◆ Stored data
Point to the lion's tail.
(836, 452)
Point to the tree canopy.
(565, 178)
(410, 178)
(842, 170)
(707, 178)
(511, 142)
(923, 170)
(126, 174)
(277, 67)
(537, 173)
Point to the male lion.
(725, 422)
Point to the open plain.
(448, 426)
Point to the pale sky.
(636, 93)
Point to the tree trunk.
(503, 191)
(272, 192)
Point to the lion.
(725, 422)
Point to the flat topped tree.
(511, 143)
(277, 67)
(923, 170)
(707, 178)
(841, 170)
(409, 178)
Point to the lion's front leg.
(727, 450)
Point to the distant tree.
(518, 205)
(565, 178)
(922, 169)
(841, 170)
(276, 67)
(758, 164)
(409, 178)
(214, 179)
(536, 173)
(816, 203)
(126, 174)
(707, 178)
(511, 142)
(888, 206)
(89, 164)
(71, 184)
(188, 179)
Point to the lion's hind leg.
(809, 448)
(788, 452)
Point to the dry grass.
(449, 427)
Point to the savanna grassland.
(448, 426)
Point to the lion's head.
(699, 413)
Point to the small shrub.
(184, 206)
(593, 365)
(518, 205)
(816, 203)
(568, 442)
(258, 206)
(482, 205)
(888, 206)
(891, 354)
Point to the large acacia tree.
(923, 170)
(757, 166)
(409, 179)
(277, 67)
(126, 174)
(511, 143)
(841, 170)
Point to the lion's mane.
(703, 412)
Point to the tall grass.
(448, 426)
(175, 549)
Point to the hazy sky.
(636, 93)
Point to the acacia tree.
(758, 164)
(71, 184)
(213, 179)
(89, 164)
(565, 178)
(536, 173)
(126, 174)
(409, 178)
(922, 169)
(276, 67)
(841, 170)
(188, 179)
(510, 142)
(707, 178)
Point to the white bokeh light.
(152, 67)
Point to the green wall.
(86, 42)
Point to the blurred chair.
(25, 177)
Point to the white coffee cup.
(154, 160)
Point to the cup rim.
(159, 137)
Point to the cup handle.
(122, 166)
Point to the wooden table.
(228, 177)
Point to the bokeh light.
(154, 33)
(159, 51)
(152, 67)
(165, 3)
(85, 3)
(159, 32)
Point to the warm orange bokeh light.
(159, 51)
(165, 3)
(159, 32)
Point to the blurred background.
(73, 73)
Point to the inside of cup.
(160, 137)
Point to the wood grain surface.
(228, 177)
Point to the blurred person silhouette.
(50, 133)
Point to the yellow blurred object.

◆ Activity
Your answer should be the records themselves, returned word for word.

◆ Answer box
Point to the lion's tail.
(836, 452)
Point to the tree canopy.
(565, 178)
(410, 178)
(842, 170)
(707, 178)
(511, 142)
(923, 170)
(126, 174)
(277, 67)
(537, 173)
Point to the male lion.
(725, 422)
Point to the open plain.
(448, 426)
Point to the pale sky.
(636, 93)
Point to the tree trunk.
(503, 191)
(272, 192)
Point to the lion.
(725, 422)
Point to the flat topped tree.
(511, 143)
(277, 67)
(923, 170)
(707, 178)
(841, 170)
(409, 178)
Point to the lion's front leg.
(727, 450)
Point to the distant tree.
(518, 205)
(565, 178)
(922, 169)
(841, 170)
(276, 67)
(758, 164)
(409, 178)
(214, 179)
(536, 173)
(816, 203)
(126, 174)
(707, 178)
(511, 142)
(888, 206)
(89, 164)
(71, 184)
(188, 179)
Point to the lion's hind leg.
(809, 448)
(788, 452)
Point to the dry grass.
(449, 427)
Point to the savanna grassland.
(448, 426)
Point to the lion's head.
(699, 413)
Point to the small shrub.
(184, 206)
(593, 365)
(518, 205)
(816, 203)
(568, 442)
(258, 206)
(482, 205)
(888, 206)
(891, 354)
Point to the large acacia tree.
(923, 170)
(757, 166)
(409, 179)
(277, 67)
(126, 174)
(511, 143)
(841, 170)
Point to the lion's mane.
(703, 412)
Point to the tall grass.
(448, 426)
(175, 549)
Point to the hazy sky.
(636, 93)
Point to the acacia tree.
(758, 164)
(71, 184)
(213, 179)
(89, 164)
(565, 178)
(536, 173)
(126, 174)
(409, 178)
(922, 169)
(276, 67)
(841, 170)
(188, 179)
(510, 142)
(707, 178)
Point to the white bokeh light.
(152, 67)
Point to the green wall.
(86, 42)
Point to the blurred chair.
(25, 177)
Point to the white coffee cup.
(154, 160)
Point to the cup rim.
(159, 137)
Point to the cup handle.
(122, 166)
Point to the wooden table.
(228, 177)
Point to the bokeh light.
(154, 33)
(159, 51)
(152, 67)
(165, 3)
(85, 3)
(159, 32)
Point to the warm orange bokeh light.
(159, 51)
(165, 3)
(159, 32)
Point to the blurred background.
(73, 73)
Point to the inside of cup.
(160, 137)
Point to the wood grain surface.
(228, 177)
Point to the blurred person silhouette.
(50, 133)
Point to the yellow blurred object.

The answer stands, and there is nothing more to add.